_Extrait à lire_
#####
Quel est l'avis de la commission sur cet amendement n° 144 rectifié bis ?
M. Charles Jolibois, rapporteur. Favorable.
M. le président. Quel est l'avis du Gouvernement ?
M. Daniel Vaillant, ministre des relations avec le Parlement. Cet amendement tend à améliorer la procédure du référé-liberté.
Le Gouvernement ne peut pas être défavorable à un tel amendement.
L'institution du juge de la détention ne constituant nullement un recours contre les décisions du juge d'instruction, il est normal que les recours existant actuellement - référé-liberté et appel - demeurent et soient le plus efficaces possible.
Or la procédure de référé-liberté est considérée, à tort ou à raison, comme n'ayant pas donné satisfaction. Pourquoi pas, dans ces conditions, confier la décision de statuer en référé, au vu du seul dossier, aux trois conseillers de la chambre d'accusation et non pas à son seul président, tout en augmentant très légèrement le délai pour statuer ?
Dans la mesure où cet amendement a, par ailleurs, été rectifié et ne prévoit plus que la personne serait retenue par un officier de police judiciaire jusqu'à la décision du référé, je m'en remets, au nom du Gouvernement, à la sagesse du Sénat.
S'agissant de l'ultime rectification apportée par M. Fauchon, sur le fond, la présence de l'avocat ne pose évidemment pas de problème au Gouvernement. Seul le délai de transmission peut éventuellement présenter quelques difficultés. Ce point pourra être réexaminé à l'occasion de la navette.
#####
_Données affichées_
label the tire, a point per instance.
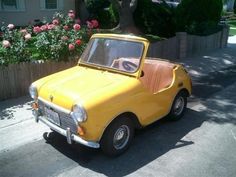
(117, 137)
(178, 107)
#####
_Consigne_
Prolongez le compte rendu du débat sur le référé-liberté à partir de sa dernière phrase. La liste n'a aucun lien avec l'extrait du débat sur le référé-liberté.

_Réponse_
M. Jacques Larché, président de la commission des lois. Je demande la parole.
M. le président. La parole est à M. le président de la commission.
M. Jacques Larché, président de la commission des lois. Je pense que le Gouvernement a bien fait de s'en remettre à la sagesse du Sénat et que la sagesse va se traduire par une décision positive.
Je voudrais souligner très rapidement la qualité juridique de ce qui nous est proposé. En commission, nous nous sommes interrogés sur l'efficacité de ce système, que nous acceptons, qui consiste à remplacer l'homme seul par un autre homme seul.
Bien sûr, la tentation de la collégialité a effleuré - et même, parfois, plus qu'effleuré - un certain nombre d'entre nous. Désireux de faire un travail constructif, nous nous sommes efforcés de trouver, non un compromis, mais une solution véritablement positive, permettant, dans un certain nombre de cas, de faire intervenir la collégialité dès lors que l'on peut nourrir quelques doutes sur la qualité intrinsèque de la décision rendue par ce juge que nous ne qualifions pas, qui n'est ni le juge de la liberté ni le juge de la détention.
Je considère donc que cet amendement est un éléent important de notre travail en commission.
M. Hubert Haenel. Tout à fait !
M. le président. Personne ne demande plus la parole ?...
Je mets aux voix l'amendement n° 144 rectifié bis, accepté par la commission et pour lequel le Gouvernement s'en remet à la sagesse du Sénat.

(L'amendement est adopté.)
M. le président. En conséquence, un article additionnel ainsi rédigé est inséré dans le projet de loi, après l'article 18.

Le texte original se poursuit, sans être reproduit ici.